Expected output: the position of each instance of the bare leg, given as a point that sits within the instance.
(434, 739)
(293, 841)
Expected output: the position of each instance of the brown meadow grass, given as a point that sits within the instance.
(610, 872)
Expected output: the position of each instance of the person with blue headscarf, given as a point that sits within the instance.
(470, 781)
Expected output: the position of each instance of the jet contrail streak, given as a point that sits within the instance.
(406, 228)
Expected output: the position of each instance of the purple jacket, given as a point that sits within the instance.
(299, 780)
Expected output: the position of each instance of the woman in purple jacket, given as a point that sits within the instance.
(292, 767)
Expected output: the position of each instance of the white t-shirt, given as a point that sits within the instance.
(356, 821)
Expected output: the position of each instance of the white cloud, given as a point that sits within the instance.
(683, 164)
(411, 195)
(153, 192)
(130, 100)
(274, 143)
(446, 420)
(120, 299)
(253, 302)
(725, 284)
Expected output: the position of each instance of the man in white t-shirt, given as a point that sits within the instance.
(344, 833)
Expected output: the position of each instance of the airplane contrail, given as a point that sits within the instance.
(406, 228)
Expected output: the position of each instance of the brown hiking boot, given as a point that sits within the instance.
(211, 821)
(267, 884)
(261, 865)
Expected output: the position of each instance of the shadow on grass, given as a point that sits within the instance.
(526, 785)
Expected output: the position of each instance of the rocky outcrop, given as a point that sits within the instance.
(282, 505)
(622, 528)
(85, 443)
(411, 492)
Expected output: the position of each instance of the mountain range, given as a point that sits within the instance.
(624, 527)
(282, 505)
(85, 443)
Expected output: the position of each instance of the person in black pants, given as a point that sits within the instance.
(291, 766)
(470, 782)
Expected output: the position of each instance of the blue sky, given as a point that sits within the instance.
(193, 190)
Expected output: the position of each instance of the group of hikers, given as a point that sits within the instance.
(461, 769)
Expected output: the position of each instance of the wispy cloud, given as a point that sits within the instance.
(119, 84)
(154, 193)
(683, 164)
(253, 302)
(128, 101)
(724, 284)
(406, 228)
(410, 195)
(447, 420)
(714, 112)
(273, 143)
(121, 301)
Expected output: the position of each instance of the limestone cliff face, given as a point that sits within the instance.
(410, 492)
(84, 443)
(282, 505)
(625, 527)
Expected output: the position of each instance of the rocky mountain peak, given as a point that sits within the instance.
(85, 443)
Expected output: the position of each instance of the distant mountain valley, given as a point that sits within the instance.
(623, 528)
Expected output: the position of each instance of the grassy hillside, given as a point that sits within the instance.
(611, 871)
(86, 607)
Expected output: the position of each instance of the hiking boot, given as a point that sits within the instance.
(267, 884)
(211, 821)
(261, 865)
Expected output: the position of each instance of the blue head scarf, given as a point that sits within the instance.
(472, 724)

+ + + + +

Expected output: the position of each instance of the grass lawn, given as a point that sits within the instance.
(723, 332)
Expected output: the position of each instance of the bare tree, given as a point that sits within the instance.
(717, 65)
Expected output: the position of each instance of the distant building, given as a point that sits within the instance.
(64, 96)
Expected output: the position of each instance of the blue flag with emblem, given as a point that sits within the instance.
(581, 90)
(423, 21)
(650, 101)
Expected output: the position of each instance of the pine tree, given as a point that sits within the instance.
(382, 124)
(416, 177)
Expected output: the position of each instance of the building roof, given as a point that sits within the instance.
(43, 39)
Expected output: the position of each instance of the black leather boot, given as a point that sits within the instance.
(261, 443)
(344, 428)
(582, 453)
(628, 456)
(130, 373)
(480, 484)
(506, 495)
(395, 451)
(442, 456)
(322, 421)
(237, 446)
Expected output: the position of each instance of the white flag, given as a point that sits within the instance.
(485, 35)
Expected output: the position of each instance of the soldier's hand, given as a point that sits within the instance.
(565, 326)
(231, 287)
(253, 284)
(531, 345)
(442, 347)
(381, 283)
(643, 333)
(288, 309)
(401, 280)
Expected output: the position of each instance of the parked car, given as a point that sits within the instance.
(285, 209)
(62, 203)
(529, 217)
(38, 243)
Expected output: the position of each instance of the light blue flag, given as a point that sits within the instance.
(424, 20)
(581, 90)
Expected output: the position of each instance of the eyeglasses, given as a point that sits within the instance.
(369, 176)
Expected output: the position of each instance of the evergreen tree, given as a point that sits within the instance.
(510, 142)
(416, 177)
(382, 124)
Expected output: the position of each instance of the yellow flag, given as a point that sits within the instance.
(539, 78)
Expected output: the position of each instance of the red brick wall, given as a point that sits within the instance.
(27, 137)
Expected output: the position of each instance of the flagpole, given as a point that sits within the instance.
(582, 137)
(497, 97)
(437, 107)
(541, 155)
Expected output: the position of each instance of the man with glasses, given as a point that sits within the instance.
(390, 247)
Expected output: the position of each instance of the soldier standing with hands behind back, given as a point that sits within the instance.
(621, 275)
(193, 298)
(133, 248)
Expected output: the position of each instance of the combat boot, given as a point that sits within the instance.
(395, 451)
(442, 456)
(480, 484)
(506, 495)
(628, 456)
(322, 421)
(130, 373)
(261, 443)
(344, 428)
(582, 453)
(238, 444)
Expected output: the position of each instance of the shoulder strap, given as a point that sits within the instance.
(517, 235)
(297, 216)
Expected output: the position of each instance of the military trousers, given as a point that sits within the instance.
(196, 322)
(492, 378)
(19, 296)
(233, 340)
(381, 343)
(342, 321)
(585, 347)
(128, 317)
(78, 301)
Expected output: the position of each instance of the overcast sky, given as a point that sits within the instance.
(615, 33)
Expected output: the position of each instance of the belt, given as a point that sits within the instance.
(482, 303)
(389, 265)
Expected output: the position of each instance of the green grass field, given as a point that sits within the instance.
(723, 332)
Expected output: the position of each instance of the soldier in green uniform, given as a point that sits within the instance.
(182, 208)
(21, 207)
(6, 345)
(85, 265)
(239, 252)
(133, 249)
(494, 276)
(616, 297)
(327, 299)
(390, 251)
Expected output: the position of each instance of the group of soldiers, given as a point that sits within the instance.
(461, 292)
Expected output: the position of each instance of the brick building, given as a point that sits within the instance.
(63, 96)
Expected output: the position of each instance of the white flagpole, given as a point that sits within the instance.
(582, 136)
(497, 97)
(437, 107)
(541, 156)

+ + + + +

Extract each line in the entries above that contains the word "blue", copying the lines unchanged.

CORRECT RESPONSE →
Expected output: the position of each instance of the person with blue headscarf, given as a point that sits within the instance.
Expected output: the position of each instance of the blue sky, given as a point that sits within the instance.
Expected output: the position of each instance of the blue head scarf, given as a point that sits within the instance.
Expected output: the position of each instance of the blue flag with emblem, given as a point that sits within the instance.
Expected output: the position of each instance of the light blue flag, given as a point that sits within the instance.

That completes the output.